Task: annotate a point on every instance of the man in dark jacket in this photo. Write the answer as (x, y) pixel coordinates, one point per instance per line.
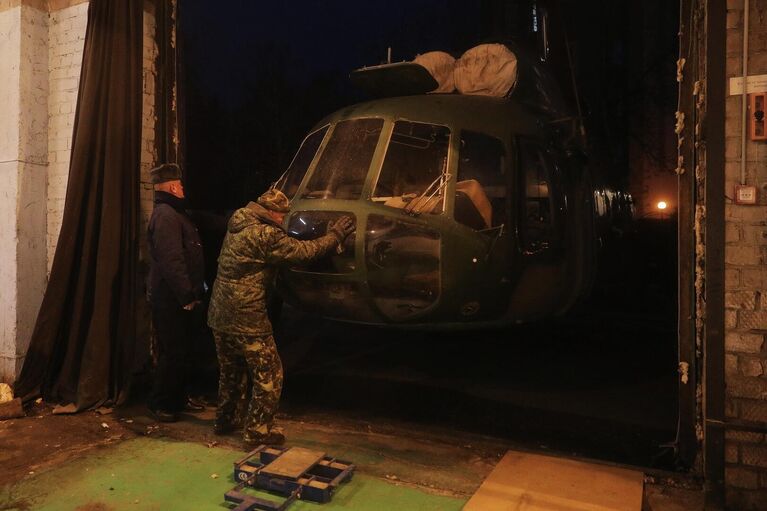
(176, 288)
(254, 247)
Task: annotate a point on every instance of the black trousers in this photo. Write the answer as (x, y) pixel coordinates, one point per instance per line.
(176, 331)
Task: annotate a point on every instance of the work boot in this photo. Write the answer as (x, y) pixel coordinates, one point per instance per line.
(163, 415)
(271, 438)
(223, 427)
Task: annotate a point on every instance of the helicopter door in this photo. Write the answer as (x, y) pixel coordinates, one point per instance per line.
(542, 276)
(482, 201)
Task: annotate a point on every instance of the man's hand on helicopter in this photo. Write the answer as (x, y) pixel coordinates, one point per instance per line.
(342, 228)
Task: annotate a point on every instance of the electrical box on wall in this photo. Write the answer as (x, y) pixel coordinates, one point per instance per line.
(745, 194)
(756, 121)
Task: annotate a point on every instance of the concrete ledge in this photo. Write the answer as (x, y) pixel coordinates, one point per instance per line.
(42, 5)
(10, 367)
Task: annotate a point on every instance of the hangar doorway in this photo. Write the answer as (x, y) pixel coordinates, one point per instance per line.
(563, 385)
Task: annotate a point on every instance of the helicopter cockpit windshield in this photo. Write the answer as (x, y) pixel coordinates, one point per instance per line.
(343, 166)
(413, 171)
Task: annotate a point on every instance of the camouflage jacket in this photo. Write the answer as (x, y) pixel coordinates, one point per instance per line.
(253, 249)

→ **Exercise directions**
Offset every x and y coordinate in the answers by +118, then rewrite all lines from the line containing "Task: annotate a point on every instance of the electrical" through the end of the items, leaving the other lines unchanged.

→ **Result**
Task: annotate a point on every instance of the electrical box on wall in this photo. Write the answer as (x, y) pixel coordinates, one point per instance per line.
(863, 312)
(874, 239)
Task: annotate a point on every instance of the concrete ledge in this photo. Write the answer as (x, y) pixel coordinates, one point per instance per line.
(160, 123)
(128, 485)
Task: annotate a point on every instance of the hangar doorway in this photo. Write the answer as (x, y) pixel coordinates, one point per instance per line.
(681, 503)
Task: annotate a point on every instance of the helicopter cockpit windshield in this photo. Write the answer as (x, y) pixel coordinates, one point per instance per line.
(461, 284)
(531, 289)
Task: annotate a point on every instance of the camouflage jacket in this photo. Write the answer as (x, y) pixel coordinates, one point per instance per line.
(371, 367)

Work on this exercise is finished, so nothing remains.